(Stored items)
>>>
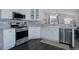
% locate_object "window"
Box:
[31,9,39,20]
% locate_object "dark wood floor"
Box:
[10,39,63,50]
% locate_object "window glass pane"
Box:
[36,9,39,19]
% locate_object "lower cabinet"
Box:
[59,28,74,47]
[41,27,59,42]
[28,27,40,39]
[0,29,16,50]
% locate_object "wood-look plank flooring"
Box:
[10,39,63,50]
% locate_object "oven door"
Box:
[16,30,28,40]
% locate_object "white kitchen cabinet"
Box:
[0,28,15,50]
[28,27,40,39]
[41,27,59,42]
[31,9,40,20]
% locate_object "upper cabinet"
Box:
[31,9,40,20]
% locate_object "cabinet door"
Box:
<<<
- [Given request]: Reproduce all of the data above line for line, without any changes, and leave the pictures out.

- [Complete answer]:
% locate_object "window"
Box:
[31,9,39,20]
% locate_object "dark wood floor"
Box:
[10,39,63,50]
% locate_object "window glass pane"
Box:
[36,9,39,19]
% locate_object "lower cabinet"
Box:
[59,28,74,47]
[41,27,59,42]
[28,27,40,39]
[0,29,16,50]
% locate_object "wood-look plank flooring"
Box:
[10,39,63,50]
% locate_object "oven door"
Box:
[16,30,28,40]
% locate_object "white kitchen cabinet"
Box:
[0,28,15,50]
[28,27,40,39]
[41,27,59,42]
[31,9,40,20]
% locate_object "upper cabinet"
Box:
[31,9,40,20]
% locate_object "cabinet door"
Box:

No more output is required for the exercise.